[Start of Attachment]

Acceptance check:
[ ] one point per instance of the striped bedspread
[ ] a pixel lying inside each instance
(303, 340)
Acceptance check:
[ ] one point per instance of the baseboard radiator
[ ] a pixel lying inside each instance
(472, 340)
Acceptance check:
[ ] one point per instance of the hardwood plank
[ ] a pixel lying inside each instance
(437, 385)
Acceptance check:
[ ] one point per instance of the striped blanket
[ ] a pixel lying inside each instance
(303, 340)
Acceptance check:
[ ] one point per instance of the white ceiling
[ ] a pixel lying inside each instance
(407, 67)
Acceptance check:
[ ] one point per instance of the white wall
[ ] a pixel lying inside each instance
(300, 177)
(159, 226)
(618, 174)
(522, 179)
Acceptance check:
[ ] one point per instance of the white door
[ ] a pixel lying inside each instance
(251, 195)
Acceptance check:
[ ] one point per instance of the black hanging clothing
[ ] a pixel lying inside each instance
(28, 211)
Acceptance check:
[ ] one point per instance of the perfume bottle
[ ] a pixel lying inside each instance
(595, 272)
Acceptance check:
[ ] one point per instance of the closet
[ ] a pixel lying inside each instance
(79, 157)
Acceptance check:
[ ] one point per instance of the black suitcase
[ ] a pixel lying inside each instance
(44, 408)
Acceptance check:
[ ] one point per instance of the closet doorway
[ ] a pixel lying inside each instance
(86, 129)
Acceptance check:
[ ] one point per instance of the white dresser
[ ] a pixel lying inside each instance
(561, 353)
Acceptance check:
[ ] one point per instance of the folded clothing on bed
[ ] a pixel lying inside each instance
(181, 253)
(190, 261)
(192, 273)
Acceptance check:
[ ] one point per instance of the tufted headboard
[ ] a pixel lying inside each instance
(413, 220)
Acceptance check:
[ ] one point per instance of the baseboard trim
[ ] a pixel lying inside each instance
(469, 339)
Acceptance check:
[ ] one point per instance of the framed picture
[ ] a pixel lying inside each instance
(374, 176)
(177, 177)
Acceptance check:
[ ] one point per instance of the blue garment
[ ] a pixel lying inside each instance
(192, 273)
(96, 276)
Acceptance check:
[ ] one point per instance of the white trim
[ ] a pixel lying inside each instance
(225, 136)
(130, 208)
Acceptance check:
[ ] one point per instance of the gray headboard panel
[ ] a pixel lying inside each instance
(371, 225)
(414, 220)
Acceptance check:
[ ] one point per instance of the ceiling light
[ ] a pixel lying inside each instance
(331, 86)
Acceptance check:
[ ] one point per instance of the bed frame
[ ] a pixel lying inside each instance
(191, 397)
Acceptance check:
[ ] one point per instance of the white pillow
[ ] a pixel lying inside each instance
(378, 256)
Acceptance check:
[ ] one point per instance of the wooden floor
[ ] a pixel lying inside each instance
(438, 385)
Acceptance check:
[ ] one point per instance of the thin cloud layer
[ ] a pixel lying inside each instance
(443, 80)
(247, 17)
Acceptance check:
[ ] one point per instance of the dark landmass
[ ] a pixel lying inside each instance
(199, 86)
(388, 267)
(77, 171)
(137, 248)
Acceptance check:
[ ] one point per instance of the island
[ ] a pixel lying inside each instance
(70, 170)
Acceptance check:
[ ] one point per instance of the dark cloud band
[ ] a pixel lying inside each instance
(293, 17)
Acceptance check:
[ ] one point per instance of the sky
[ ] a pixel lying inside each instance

[End of Attachment]

What you give back should be exactly the lines of the data above from the line with "[ ] one point per instance of the baseboard trim" through the line with "[ ] one point per instance of the blue", both of those included, and nothing more.

[ ] one point per instance of the baseboard trim
[ ] a pixel lying inside each instance
(469, 339)
Acceptance check:
[ ] one point per instance of the framed picture
[ ] a pixel lying inside each instance
(374, 176)
(177, 177)
Acceptance check:
[ ] one point per instance of the blue garment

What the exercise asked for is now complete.